What is asked >>
Rewrite the records below as a numbered list with one line per item, skipping blank lines and leaving out the pictures.

Supplied records >>
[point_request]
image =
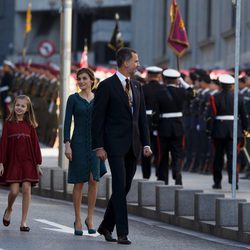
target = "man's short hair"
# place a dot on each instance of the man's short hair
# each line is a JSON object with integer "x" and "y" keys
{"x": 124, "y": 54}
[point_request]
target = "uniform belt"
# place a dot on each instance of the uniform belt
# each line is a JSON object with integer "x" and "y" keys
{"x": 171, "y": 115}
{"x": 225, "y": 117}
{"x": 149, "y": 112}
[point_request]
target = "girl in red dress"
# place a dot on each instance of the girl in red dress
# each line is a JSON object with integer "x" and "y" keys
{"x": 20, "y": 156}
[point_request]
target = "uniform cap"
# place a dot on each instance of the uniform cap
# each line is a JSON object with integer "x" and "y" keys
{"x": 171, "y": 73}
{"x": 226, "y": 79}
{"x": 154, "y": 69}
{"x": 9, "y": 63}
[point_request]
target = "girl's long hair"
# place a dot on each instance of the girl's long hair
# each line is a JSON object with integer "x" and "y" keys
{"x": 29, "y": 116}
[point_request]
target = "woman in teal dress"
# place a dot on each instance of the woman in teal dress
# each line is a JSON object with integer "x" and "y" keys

Full response >>
1. [point_request]
2. image =
3. target = "man's short hair"
4. # place a dot on each instance of the man's short hair
5. # each line is a JSON object with integer "x" and "y" keys
6. {"x": 124, "y": 54}
7. [point_request]
8. target = "uniform belt"
9. # place a dot on each instance of the uniform belt
10. # each line is a JSON object with integer "x" and "y" keys
11. {"x": 171, "y": 115}
12. {"x": 225, "y": 117}
13. {"x": 149, "y": 112}
14. [point_request]
15. target = "girl in red dress"
16. # place a dot on each instance of the girl in red dress
17. # each line is a JSON object with integer "x" and "y" keys
18. {"x": 20, "y": 156}
19. [point_request]
20. target = "uniform cap"
21. # place a dot on each instance of the uniform cap
22. # each line is a JSON object with integer "x" and "y" keys
23. {"x": 171, "y": 73}
24. {"x": 226, "y": 79}
25. {"x": 154, "y": 69}
26. {"x": 9, "y": 63}
27. [point_request]
28. target = "girl's long hair"
29. # place a dot on each instance of the girl's long hair
30. # each line is a JSON object with integer "x" and "y" keys
31. {"x": 29, "y": 116}
32. [point_request]
33. target = "woman in teal dress"
34. # place a dot on each instance of the woman in teal dress
35. # each line is a JSON object with integer "x" and "y" keys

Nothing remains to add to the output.